Text block >>
/---
But while the second coming of celebrity craze is working out for every member of the media ecosystem, how long do they have until the pendulum inevitably swings back? A few weeks ago, I pulled the trigger and unfollowed a publication that prides itself in reporting from “the forefront of youth culture” and “championing new voices” when all it really does is trade the remains of its legacy clout for reach with a handful of buzzy names. Safe to say, I missed very little — perhaps, a Rachel Sennott quote or a recipe from Gabbriette? Although that is still more creative than the legacy media brands that have shamelessly turned their platforms into tabloid-style news aggregators.
There is very little incentive to allocate more than minimal time and effort to the boots-on-the-ground culture reporting. Hanging out at sweaty underground parties or talking to people outside of New York and LA is a lot less glamorous for the reporters who are (rightfully!) leveraging their media jobs (that don’t pay a living wage anyway) to build personal brands, and drives a lot less traffic for their employers than taking a video of Alex Consani goofing around backstage at a fashion event. But given how democratized celebrity access has become, with everyone from meme account admins and Letterboxd to GQ and New York Magazine, posted up outside of film festivals and fashion shows, professional reporting from the culture trenches is quickly becoming a differentiator between those who understand culture and those who pump out culture content with the sole purpose of turning it into revenue and selling it off to brands.
It’s disrespectful for a women’s magazine or a youth culture publication to act like all their audiences care about is why engagement ring diamonds are getting bigger and what Emma Stone wore to the premier of her new vaguely political film. There is a real case for publications whose schedule doesn’t revolve exclusively around celebrity press circuits and major industry events. So, I’d like to think Zoe and I were early, rather than wrong on the whole celebrity endorsement thing.
\---
Given task 1 >> Output the stretch of the celebrity media essay from "It’s disrespectful for" through "celebrity endorsement thing.".
Given task 2 >> According to the celebrity media essay, what did the writer unfollow a few weeks ago?
Given task 3 >> List every person named in the celebrity media essay.
Answer from the celebrity media essay alone, without outside sources.

Rows >>
/---
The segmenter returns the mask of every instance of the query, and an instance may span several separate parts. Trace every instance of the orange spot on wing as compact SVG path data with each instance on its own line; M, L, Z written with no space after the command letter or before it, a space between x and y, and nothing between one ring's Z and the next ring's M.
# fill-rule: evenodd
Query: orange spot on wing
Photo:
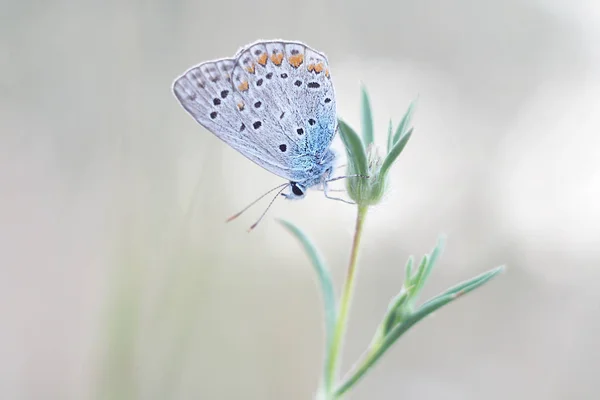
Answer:
M238 89L240 89L240 92L245 92L246 90L248 90L248 81L240 83Z
M267 53L262 53L260 56L258 56L256 62L262 65L263 67L267 65Z
M273 64L277 66L281 65L281 62L283 61L283 53L272 54L271 61L273 61Z
M323 72L323 63L309 64L308 72L315 71L317 74Z
M304 55L296 54L294 56L289 56L288 61L290 62L290 65L292 67L298 68L300 65L302 65L302 62L304 61Z

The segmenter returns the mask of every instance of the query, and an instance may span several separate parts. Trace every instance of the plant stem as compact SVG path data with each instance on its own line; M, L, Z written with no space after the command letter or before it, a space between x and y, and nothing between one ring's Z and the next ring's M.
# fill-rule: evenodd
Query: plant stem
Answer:
M346 273L346 280L342 289L342 297L340 298L339 312L337 315L333 342L329 349L329 365L326 368L325 385L329 396L334 396L331 392L334 382L337 380L338 369L341 361L340 351L342 342L346 333L346 324L348 321L348 310L352 301L352 293L354 291L354 278L356 277L356 268L358 261L358 249L360 247L360 239L362 237L365 217L367 215L368 206L358 206L356 215L356 227L354 230L354 239L352 242L352 252L350 254L350 264ZM335 398L335 397L331 397Z

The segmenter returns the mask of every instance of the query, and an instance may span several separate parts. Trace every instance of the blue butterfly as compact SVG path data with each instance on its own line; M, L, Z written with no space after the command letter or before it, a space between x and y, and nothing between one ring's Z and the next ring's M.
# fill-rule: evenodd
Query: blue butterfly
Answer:
M327 182L336 158L336 102L324 54L300 42L258 41L188 69L173 92L200 125L289 181L270 192L288 189L286 198L301 199L322 185L333 198Z

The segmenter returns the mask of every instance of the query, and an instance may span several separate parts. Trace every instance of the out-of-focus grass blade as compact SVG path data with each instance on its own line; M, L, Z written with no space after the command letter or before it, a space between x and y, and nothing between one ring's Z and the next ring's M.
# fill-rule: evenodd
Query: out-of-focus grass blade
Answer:
M338 127L348 155L348 163L352 165L350 171L359 175L368 175L367 153L360 136L342 120L338 121Z
M331 279L331 274L329 272L329 268L325 264L325 261L319 254L317 248L312 243L312 241L294 224L285 220L279 220L279 222L300 241L302 247L304 247L304 251L308 255L308 258L315 269L317 276L319 278L319 284L321 285L321 293L323 296L323 305L325 308L325 335L326 335L326 345L325 345L325 368L329 365L329 346L331 346L331 342L333 340L333 333L335 329L335 320L336 320L336 306L335 306L335 292L333 288L333 281ZM324 375L326 376L326 375ZM327 384L327 382L324 382Z
M400 140L398 140L394 144L394 146L392 146L392 149L390 150L388 155L385 157L385 160L383 161L383 164L381 165L381 169L379 170L380 176L385 178L390 167L392 166L394 161L396 161L396 158L398 158L400 153L402 153L402 150L404 150L404 146L406 146L406 143L408 143L408 140L412 136L412 131L413 130L411 128L408 132L406 132L406 134L404 136L402 136L400 138Z
M408 127L410 125L410 120L412 119L413 111L415 109L415 102L416 102L416 100L413 100L410 103L410 105L408 106L408 110L406 110L404 117L402 117L402 120L398 124L398 128L396 128L396 133L394 133L394 139L392 140L392 145L396 144L398 142L398 140L400 140L400 138L402 136L404 136L406 131L408 131Z

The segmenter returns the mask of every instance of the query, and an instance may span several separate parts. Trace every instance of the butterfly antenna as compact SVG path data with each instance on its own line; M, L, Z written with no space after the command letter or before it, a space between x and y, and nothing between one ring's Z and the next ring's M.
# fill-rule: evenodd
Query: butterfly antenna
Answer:
M274 187L273 189L269 190L267 193L263 194L262 196L260 196L258 199L254 200L252 203L248 204L246 207L244 207L244 209L240 212L238 212L237 214L232 215L231 217L227 218L227 220L225 222L230 222L233 221L234 219L236 219L237 217L239 217L240 215L242 215L244 213L244 211L246 211L247 209L249 209L250 207L252 207L253 205L255 205L256 203L258 203L260 200L262 200L263 197L265 197L266 195L268 195L269 193L274 192L277 189L281 189L279 191L279 193L281 193L283 191L283 189L286 188L286 186L288 186L289 183L283 183L279 186ZM277 193L279 195L279 193ZM273 203L271 201L271 203ZM270 207L271 205L269 205ZM267 208L268 209L268 208ZM262 218L262 217L261 217Z
M283 192L287 186L289 186L289 183L286 183L285 186L282 187L281 190L279 190L277 192L277 194L275 195L275 197L273 197L273 199L271 200L271 202L269 203L269 205L267 206L267 208L265 209L265 211L263 211L263 213L260 216L260 218L255 223L252 224L252 226L250 227L250 229L248 229L248 232L250 232L250 231L252 231L252 229L256 228L256 225L258 225L258 223L260 221L262 221L263 217L267 214L267 211L269 211L269 208L271 208L271 206L273 205L273 203L275 202L275 200L279 197L279 195L281 194L281 192ZM278 188L279 188L279 186L276 189L278 189ZM273 190L275 190L275 189L273 189ZM270 192L272 192L273 190L271 190ZM264 197L264 195L263 195L263 197Z

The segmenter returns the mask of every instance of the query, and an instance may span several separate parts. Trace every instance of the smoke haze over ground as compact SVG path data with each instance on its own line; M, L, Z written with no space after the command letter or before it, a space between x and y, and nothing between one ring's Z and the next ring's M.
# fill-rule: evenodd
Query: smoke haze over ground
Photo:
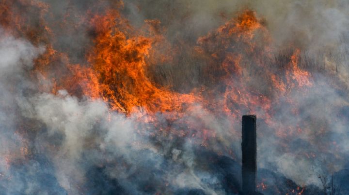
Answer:
M0 194L239 194L247 114L258 191L348 194L349 11L0 0Z

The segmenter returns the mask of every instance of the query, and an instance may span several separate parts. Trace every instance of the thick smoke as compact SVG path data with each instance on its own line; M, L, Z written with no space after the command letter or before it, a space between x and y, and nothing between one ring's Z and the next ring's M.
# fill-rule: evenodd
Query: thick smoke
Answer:
M79 23L79 13L102 14L108 8L122 9L136 29L143 27L144 20L159 20L158 32L163 33L172 48L180 50L174 56L182 60L156 62L147 70L157 84L180 92L201 87L226 90L220 81L210 84L204 81L206 78L202 70L208 63L192 57L185 49L200 46L199 37L213 32L241 10L255 11L270 33L272 53L283 56L287 48L300 49L300 64L312 71L313 83L305 90L290 90L282 97L275 94L270 79L262 71L252 80L245 76L242 81L234 76L223 81L247 83L237 87L256 89L278 102L272 114L260 108L254 110L261 119L257 124L257 184L263 182L269 186L265 194L286 194L297 185L316 194L319 192L316 186L321 187L319 174L334 173L339 184L348 178L349 54L346 42L341 42L347 40L349 25L349 5L345 1L131 0L125 1L122 8L112 1L98 1L93 8L95 1L45 1L51 8L51 13L44 16L48 23L66 16L69 22L65 30L52 28L56 33L52 42L54 48L68 54L72 63L86 63L86 50L95 36L88 23ZM159 113L156 125L145 124L138 116L110 111L102 99L72 95L66 89L44 93L35 84L38 80L50 87L54 84L32 71L34 60L45 51L42 43L31 43L4 31L0 34L2 193L238 194L238 119L216 115L197 102L176 120L167 117L175 113ZM250 54L241 53L247 59L245 64L252 63ZM61 70L66 69L61 61L48 65L49 75L67 71ZM271 71L279 70L277 59L270 63ZM250 68L246 65L243 71ZM295 104L289 104L289 99ZM239 116L251 111L241 105L233 109ZM277 123L267 124L266 116L269 115ZM154 120L150 118L148 121ZM187 129L189 125L193 127ZM343 189L348 190L347 184Z

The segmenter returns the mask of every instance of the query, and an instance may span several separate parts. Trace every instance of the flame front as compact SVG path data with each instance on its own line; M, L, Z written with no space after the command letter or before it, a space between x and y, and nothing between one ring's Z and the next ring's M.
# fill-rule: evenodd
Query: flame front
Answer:
M112 152L106 149L111 143L117 142L106 138L111 137L123 143L123 136L131 134L121 132L123 128L120 127L120 132L116 133L109 129L113 123L116 123L115 121L123 120L125 121L121 122L123 125L134 128L136 132L136 135L132 134L132 138L128 138L132 141L128 147L132 150L139 149L137 151L146 148L160 153L158 156L166 159L164 161L171 161L168 163L169 167L179 168L173 165L180 164L184 167L181 173L190 173L195 176L193 177L195 180L199 174L190 169L194 166L190 163L192 159L183 159L188 153L192 152L186 151L188 145L210 151L217 154L217 156L226 156L239 161L240 119L246 114L258 116L260 127L258 141L261 143L258 153L260 151L262 154L258 157L261 159L259 166L260 164L265 169L270 168L269 166L278 169L277 171L283 174L297 180L297 185L293 183L289 185L289 188L292 191L289 192L290 190L283 191L274 187L277 185L269 183L265 179L259 179L261 181L258 181L256 187L261 191L289 194L302 194L306 191L306 188L300 186L308 184L309 181L300 179L299 176L289 171L287 168L294 165L291 161L301 166L308 166L306 163L309 162L322 165L326 160L327 162L323 163L326 166L321 169L327 172L337 171L345 164L345 157L342 154L346 149L341 148L344 147L342 145L339 146L335 140L323 138L329 132L336 136L344 133L330 127L334 123L329 122L327 118L325 120L326 117L321 115L327 110L335 110L336 114L342 116L342 113L346 111L343 111L342 108L349 105L349 101L344 96L340 95L328 99L324 95L331 93L326 94L325 91L337 90L344 93L346 83L343 81L344 75L336 75L333 71L309 65L309 61L317 63L317 61L307 58L307 51L297 44L287 43L286 49L280 51L273 44L275 40L270 31L270 26L258 13L250 9L240 9L242 11L235 13L231 19L225 23L221 21L215 29L198 34L193 33L194 35L188 32L190 40L188 41L182 39L179 33L169 32L171 29L167 28L169 28L171 26L163 24L161 18L142 19L144 21L141 24L131 22L127 16L127 12L130 11L124 10L126 5L121 1L99 0L89 2L90 7L86 8L78 6L79 3L76 1L68 0L65 4L65 12L60 14L56 13L58 12L54 7L55 4L48 1L50 2L0 1L2 28L0 33L3 34L0 38L27 40L33 47L40 49L37 52L39 54L34 58L33 67L26 67L21 70L25 73L26 79L30 81L28 82L30 84L27 85L31 87L27 87L21 83L13 85L25 86L23 87L25 89L14 96L16 101L21 102L13 109L20 116L16 121L19 125L15 125L12 132L18 142L12 147L16 149L0 151L4 159L3 162L0 161L0 164L6 164L7 170L11 169L18 159L25 164L34 158L36 153L31 147L52 152L53 154L48 155L52 161L60 162L60 157L68 159L71 157L69 155L75 156L76 159L71 161L74 165L82 160L79 158L80 156L79 156L76 153L83 153L81 155L87 158L86 151L98 148L96 150L103 157L94 159L94 166L118 170L110 165L117 165L121 167L120 170L122 169L120 171L122 174L111 171L109 173L110 177L128 182L127 180L134 177L132 174L135 174L129 172L137 172L132 169L138 167L134 165L136 161L129 154L113 153L115 158L110 157L109 155ZM141 9L138 8L140 12ZM192 37L195 40L192 40ZM327 57L325 56L324 59L318 61L330 63ZM18 63L23 63L23 60L21 60ZM24 74L22 72L20 74ZM11 84L6 83L9 94L16 91L14 88L16 87L10 85L11 82L17 81L17 77L6 80ZM331 81L329 84L326 82L328 78L331 78L328 79ZM322 96L321 100L314 97L317 94ZM22 95L24 98L20 98ZM49 119L45 121L45 114L36 113L41 111L41 107L28 103L42 99L53 99L57 104L58 100L63 100L77 106L72 111L69 106L64 107L62 103L62 108L57 110L68 113L69 117L58 114L52 116L49 114L55 112L48 111ZM88 104L86 102L93 102L91 107L96 110L98 106L93 104L102 108L106 105L108 114L88 112L86 111L90 107L86 106ZM317 106L323 102L331 104L331 108L328 109L327 106L323 109L319 108ZM6 103L3 101L1 105ZM44 107L49 110L49 106ZM306 106L310 108L311 111L306 110ZM8 115L12 111L9 109L4 112ZM88 112L84 118L88 119L87 121L95 121L76 126L69 123L74 120L69 117L76 119L74 117L79 116L78 118L82 118L83 112ZM57 122L60 120L65 122ZM132 125L127 126L128 123ZM36 123L44 125L34 125ZM345 126L342 125L333 126L342 129ZM95 126L99 125L100 127ZM66 129L71 129L73 130L68 132ZM89 130L79 131L84 128ZM44 143L42 144L45 146L35 145L35 141L32 143L32 139L41 138L38 135L41 135L40 129L50 128L53 129L51 131L53 133L44 131L44 136L47 136L47 140L51 140L64 132L64 135L57 139L65 140L69 146L76 146L79 148L76 151L79 152L45 139L44 142L40 142ZM112 131L113 133L111 133ZM76 137L71 139L65 138L71 134ZM134 138L137 136L143 138L141 140ZM119 138L122 139L117 139ZM118 144L113 144L115 148L128 153L128 151L119 147ZM309 148L303 150L302 147ZM264 154L268 153L270 148L273 149L270 152L272 158L270 159ZM71 153L74 155L68 154ZM332 158L329 159L326 156L329 155ZM118 158L122 160L115 160ZM215 160L209 159L207 161L217 163ZM200 171L208 168L209 166L205 167L200 163L196 163L199 165ZM56 164L59 165L55 165L57 166L55 171L64 169L60 163ZM67 166L70 170L75 170L72 167L76 167ZM70 174L70 171L66 172ZM71 184L65 175L59 178L60 185L67 191L71 190L67 189L71 187L75 189L69 194L86 192L82 189L84 187L80 189L76 186L84 184L87 173L71 174L77 181ZM177 183L180 180L179 178L174 179L172 177L174 176L169 175L161 179L166 183L160 186L163 189L158 186L158 191L150 191L160 193L169 185L175 183L183 185ZM176 177L181 176L179 175ZM203 175L201 176L205 178ZM0 182L2 178L1 174ZM144 184L151 186L147 185ZM205 192L213 192L210 191L213 190L211 187L200 187Z

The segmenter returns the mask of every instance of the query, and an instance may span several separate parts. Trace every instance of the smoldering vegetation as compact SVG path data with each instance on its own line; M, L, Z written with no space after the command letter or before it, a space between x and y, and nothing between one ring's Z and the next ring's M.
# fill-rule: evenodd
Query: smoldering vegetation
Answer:
M170 120L167 116L175 113L159 113L156 122L145 123L137 116L110 111L107 103L84 97L79 89L72 95L64 89L53 94L38 88L38 80L48 88L54 84L32 71L34 61L48 49L46 43L65 51L71 63L87 64L86 50L95 35L87 23L76 25L79 13L102 14L112 8L121 9L136 29L144 20L160 21L158 31L151 33L164 34L175 52L173 60L147 59L147 76L157 84L181 93L209 89L204 96L215 102L233 87L229 82L234 88L247 88L274 102L271 113L261 106L254 110L260 116L258 191L321 194L319 175L333 174L341 194L348 193L349 39L344 1L129 0L123 8L113 1L98 1L98 6L90 0L45 1L50 5L49 14L43 16L45 22L33 14L36 11L31 10L30 5L11 5L13 11L31 18L27 27L34 27L31 33L12 36L0 31L1 193L239 193L238 116L251 111L249 105L230 102L229 109L238 116L232 119L215 111L223 108L213 104L204 108L198 102L182 117ZM263 33L253 40L253 52L246 51L250 46L246 43L233 38L220 42L219 33L215 34L215 29L246 8L263 18L261 22L273 39L270 46L277 48L272 55L263 56ZM303 17L306 19L301 20ZM63 18L68 24L62 30L54 23ZM55 40L36 30L46 23L53 24L50 27ZM198 41L209 33L210 44ZM206 55L198 55L196 47ZM287 83L295 48L301 51L298 67L310 73L313 84L298 90L292 87L299 84L293 80L286 87L287 95L279 96L264 72L274 73ZM242 74L223 68L229 52L241 54ZM218 57L209 57L214 54ZM64 59L51 59L46 67L47 77L72 74ZM276 122L268 123L266 115ZM192 124L194 127L190 128ZM204 129L214 136L205 137Z

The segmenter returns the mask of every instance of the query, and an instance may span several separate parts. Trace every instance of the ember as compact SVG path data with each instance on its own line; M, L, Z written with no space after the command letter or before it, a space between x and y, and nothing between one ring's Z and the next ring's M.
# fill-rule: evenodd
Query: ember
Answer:
M348 194L349 3L216 1L0 0L0 194Z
\---
Correct answer 1 >>
It’s disrespectful for a women’s magazine or a youth culture publication to act like all their audiences care about is why engagement ring diamonds are getting bigger and what Emma Stone wore to the premier of her new vaguely political film. There is a real case for publications whose schedule doesn’t revolve exclusively around celebrity press circuits and major industry events. So, I’d like to think Zoe and I were early, rather than wrong on the whole celebrity endorsement thing.

Correct answer 2 >> A publication that prides itself in reporting from "the forefront of youth culture" and "championing new voices."

Correct answer 3 >>
Rachel Sennott
Gabbriette
Alex Consani
Emma Stone
Zoe